こんな言い方をすると、ただフォントの名前に惑わされているだけで嘘臭いと思われそうだが、決して偽りも飾りも全くない、率直な印象だ。
何となく明るい印象のワードをフォントの名前に含めていても、実際に購入して使ってみると、名前ほどではないし、思っていたより使いにくいし、もう二度と使いたいとは思わないな…って思うフォントとも実際に出会った(否、出遭った)ことがある(笑)。
そんなフォントもたくさんある一方で『みのり』は、「明るさ」「温もり」「優しさ」「ひた向きさ」…など、ありきたりでしょうもないかもしれないが、本当にポジティブな言葉しか連想できなくなる。そんなフォントなのだ。
1~2文字を観察するだけでも判るんだけど、線の細い部分と太い部分の抑揚が美しい。
たった1文字だけ見た時の印象(個性や主張?)が強いフォントって、何文字も並べたらますます鬱陶しく、気持ち悪く、時に見るに堪えない印象になることもあるんだよ。
しかし、「みのり」の場合は、文字をいくつも並べれば並べるほど、むしろ全体が調和してくるように思える。
この大胆なデザインをフォントとしてまとめ上げようと考えた書家さんをはじめとする制作に携わった皆さんの決意もカッコイイ。
同じようなテイストの文字を毛筆で何となく真似て描ける人が他にいたとしても、フォント化する時に必要な数千文字を全て同じ印象でまとめ上げ、作り上げる技術はまた別物だからね。
これだけ思い切ったデザインコンセプトで、全ての収容文字を揃え、それをフォントになるようまとめ上げるまで、相当な苦労があっただろうと想像する…。
「カスレ」や「筆の勢い」を活かした毛筆フォントはよくあるけど、それらとはまた違う毛筆フォントに欲しいニーズに応えてくれている点も評価できるね。
またこれも、白舟書体のフォント全般に言えることだけど、ゴシック体や明朝体の文字を描き、フォント化するのとはまた違う大変さのある毛筆の文字を、ここまで自在に操ってバリエーション豊かにフォント化できる技術には、もうただただ脱帽する。
2種類あるひらがなのうち、「笑」の方はちょっと癖があるので、あまり細かい手を加えて使う自信がないなら、癖の少ない「福」を使うのが良いかな。
「福」でも充分過ぎるくらい良い味があるけど、もう少し遊び心が欲しい…!という使い手のワガママに答えてくれるのが「笑」だろうか。

------------------------------------

- 課題 1 -
フォント「みのり」の紹介文を、"しかし、「みのり」の場合は、"を含む箇所から書き写し始め、"い「福」を使うのが良いかな。"のところで止めてください。
- 課題 2 -
フォント「みのり」の紹介文で、このフォントから連想されるポジティブな言葉として鉤括弧付きで挙げられている語をすべて書き出してください。
- 課題 3 -
フォント「みのり」の紹介文を、最後の文のあとから書き継いでください。
このあとのデータは、別の出典から取ったものです。

- ポイント注釈データ -
------------------------------------

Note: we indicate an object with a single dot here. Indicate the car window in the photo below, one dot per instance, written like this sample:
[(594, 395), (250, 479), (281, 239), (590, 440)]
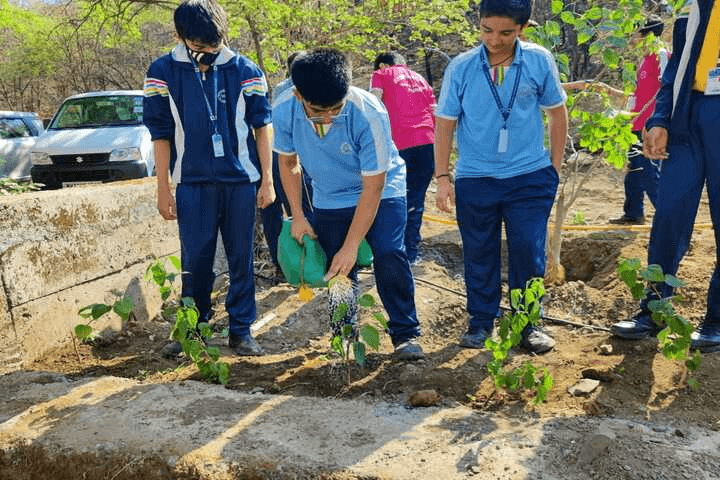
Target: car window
[(105, 111), (13, 128)]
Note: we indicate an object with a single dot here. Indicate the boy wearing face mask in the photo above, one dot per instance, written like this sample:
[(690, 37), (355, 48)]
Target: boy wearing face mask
[(207, 110)]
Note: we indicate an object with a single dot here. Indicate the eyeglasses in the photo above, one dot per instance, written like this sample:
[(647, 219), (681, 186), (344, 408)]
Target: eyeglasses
[(202, 48), (323, 114)]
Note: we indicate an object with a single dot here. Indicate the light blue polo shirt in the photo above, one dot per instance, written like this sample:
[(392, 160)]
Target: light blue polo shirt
[(466, 97), (358, 144)]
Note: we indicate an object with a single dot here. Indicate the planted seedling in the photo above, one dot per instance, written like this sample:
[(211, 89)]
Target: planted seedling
[(674, 337), (343, 308), (191, 335), (526, 309)]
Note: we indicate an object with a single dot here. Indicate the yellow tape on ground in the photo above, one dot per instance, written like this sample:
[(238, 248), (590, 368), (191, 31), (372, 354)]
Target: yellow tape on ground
[(633, 228)]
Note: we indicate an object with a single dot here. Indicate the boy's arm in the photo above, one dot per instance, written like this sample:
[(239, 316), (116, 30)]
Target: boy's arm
[(266, 192), (166, 201), (444, 129), (345, 259), (291, 179), (557, 132)]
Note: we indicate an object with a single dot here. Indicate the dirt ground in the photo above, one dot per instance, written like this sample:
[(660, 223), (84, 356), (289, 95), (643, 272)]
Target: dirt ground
[(647, 424)]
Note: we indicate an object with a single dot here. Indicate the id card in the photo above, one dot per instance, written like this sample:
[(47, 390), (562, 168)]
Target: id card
[(713, 85), (217, 145), (502, 141)]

------------------------------------

- 正解 1 -
しかし、「みのり」の場合は、文字をいくつも並べれば並べるほど、むしろ全体が調和してくるように思える。
この大胆なデザインをフォントとしてまとめ上げようと考えた書家さんをはじめとする制作に携わった皆さんの決意もカッコイイ。
同じようなテイストの文字を毛筆で何となく真似て描ける人が他にいたとしても、フォント化する時に必要な数千文字を全て同じ印象でまとめ上げ、作り上げる技術はまた別物だからね。
これだけ思い切ったデザインコンセプトで、全ての収容文字を揃え、それをフォントになるようまとめ上げるまで、相当な苦労があっただろうと想像する…。
「カスレ」や「筆の勢い」を活かした毛筆フォントはよくあるけど、それらとはまた違う毛筆フォントに欲しいニーズに応えてくれている点も評価できるね。
またこれも、白舟書体のフォント全般に言えることだけど、ゴシック体や明朝体の文字を描き、フォント化するのとはまた違う大変さのある毛筆の文字を、ここまで自在に操ってバリエーション豊かにフォント化できる技術には、もうただただ脱帽する。
2種類あるひらがなのうち、「笑」の方はちょっと癖があるので、あまり細かい手を加えて使う自信がないなら、癖の少ない「福」を使うのが良いかな。

- 正解 2 -
「明るさ」「温もり」「優しさ」「ひた向きさ」

- 正解 3 -
好みや用途に合わせて、2種類あるひらがなのどちらか、あるいは両方を使い分けて楽しむのもアリだし、ひらがなが多い(同じひらがなが重複する)場面で使うなら、「笑」と「福」を同じフレーズの中で混在させるのもアリか?なんて思った(前述の画像参照)。
「笑」も「福」も、混在させてもそんなに違和感のないデザインに思えたからね。
使い方にもよるが、重複するひらがなのパターンが2つに増えるだけで、グッと温かく、より直筆に近い印象になるのではないだろうか?
多くのフォントはその特性上、手書きと異なり、重複する文字のデザインを少しずつ変えてみたりする遊びができないのが難点。
直筆と異なり、全ての文字が常に均一なルールのもとに作られ、保たれている点は、間違いなくフォントの「強み」なんだけどね。
しかし、重複する文字のデザインが全く同じになることで、(フォントや組み方にもよるけど)時に冷たい印象になってしまう点は、「所詮手書きには敵わないんだな」と言わざるを得ない、ほぼ全てのフォントの「弱み」でもある…。
そのフォントならではの「弱み」を使い手が気にしたのか、文字ごとにアウトライン化して手を加えてくれたりもするんだけど、それはフォント専門のデザイナーの仕事ではないから、かえってフォントの良さを損ねる結果になっていることも多い。
それを僕なりにわかりやすく喩えるなら、旦那さんが奥さんの手料理を食べる際、薄味に感じたからって、醤油やソース、マヨネーズなどで勝手に味を変えられてしまった時の奥さんの心情…のような(笑)。
料理にしてもフォントにしても、作り手はそれだけで、食べてもらう人や使い手に満足してもらえるような出来を目指して頑張ってくれたはずなので、使い手が余計な手を加えたせいでフォントの良さが台無しになっている使用例を見ると、残念に思うんだよ…。
もちろん手を加えることで良くなる場合もあるかもしれないが、少なくとも「みのり」に関しては、できるだけこのままのデザインで、過度な装飾や加工を施さず、組み方だけ工夫して、シンプルに使いたいなと僕は感じた。
――この2020年という年に、「みのり」というフォントのリリース…。
この年に世間に広がるであろうネガティブなムードをいち早く察知し、このタイミングに発表されることを見越して生まれてきたのではないか、なんて僕は想像を膨らませた。
ただの偶然なのかもしれないけど、「みのり」という言葉だけでも充分美しいのに、まさしく錦上に花を添えるかのように「笑」や「福」が付けられたフォントが今このタイミングでリリースされるなんて、もはや運命しか感じられないでしょ?(笑)
誰も予期し得なかったネガティブからの脱却のため、この「みのり」フォントが多くの人に知れ渡っていくことを僕は心から願っている。
それでは、また来月の「フォントの独り言」でお会いしましょう。ィヨロシク!!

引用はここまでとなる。